Task set.
- 1) In the email below, recast the paragraph beginning "Address Format" as a brief list of the structure members it defines, keeping each member's type and stated meaning.
- 2) Output every line of the rows below as a JSON list of strings, one string per line, skipping blank lines. Leave the picture out.

Source passage.
On Tue, Sep 14, 2010 at 09:10:46PM -0500, Doug Goldstein wrote:
On Tue, Sep 14, 2010 at 7:57 PM, Osier <jyang(a)redhat.com>
wrote:
>
>>
>> % man ipv6
>>
>> Address Format
>> struct sockaddr_in6 {
>> sa_family_t sin6_family; /* AF_INET6 */
>> in_port_t sin6_port; /* port number */
>> uint32_t sin6_flowinfo; /* IPv6 flow information
>> */
>> struct in6_addr sin6_addr; /* IPv6 address */
>> uint32_t sin6_scope_id; /* Scope ID (new in 2.4)
>> */
>> };
>>
>> struct in6_addr {
>> unsigned char s6_addr[16]; /* IPv6 address */
>> };
>>
Yep. Just checked my OS X 10.6 box.. Here's the relevant snippet.
/*
* IPv6 address
*/
struct in6_addr {
union {
__uint8_t __u6_addr8[16];
__uint16_t __u6_addr16[8];
__uint32_t __u6_addr32[4];
} __u6_addr; /* 128-bit IP6 address */
};
#define s6_addr __u6_addr.__u6_addr8
The best thing about standards, is that there are so many to choose
from :-) I just found this in cups/http.h ....

Exercise input.
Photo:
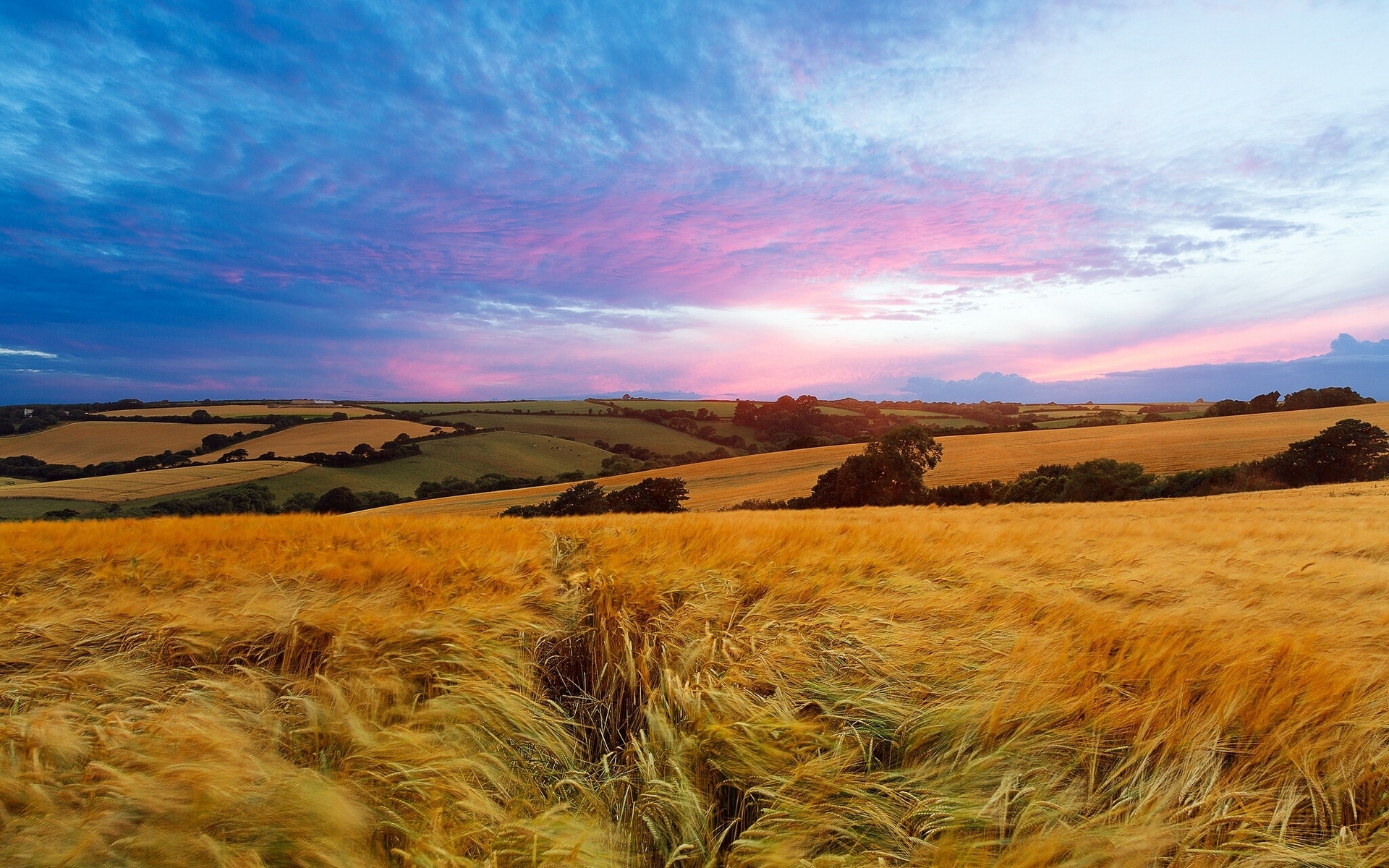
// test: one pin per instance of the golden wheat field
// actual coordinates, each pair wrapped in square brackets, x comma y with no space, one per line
[82,443]
[122,488]
[1162,448]
[326,438]
[235,410]
[1182,682]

Task-by-task results.
- 1)
- struct sockaddr_in6:
  - sin6_family (sa_family_t): AF_INET6
  - sin6_port (in_port_t): port number
  - sin6_flowinfo (uint32_t): IPv6 flow information
  - sin6_addr (struct in6_addr): IPv6 address
  - sin6_scope_id (uint32_t): scope ID (new in 2.4)
- struct in6_addr:
  - s6_addr (unsigned char[16]): IPv6 address

- 2)
[
  "Photo:",
  "// test: one pin per instance of the golden wheat field",
  "// actual coordinates, each pair wrapped in square brackets, x comma y with no space, one per line",
  "[82,443]",
  "[122,488]",
  "[1162,448]",
  "[326,438]",
  "[235,410]",
  "[1182,682]"
]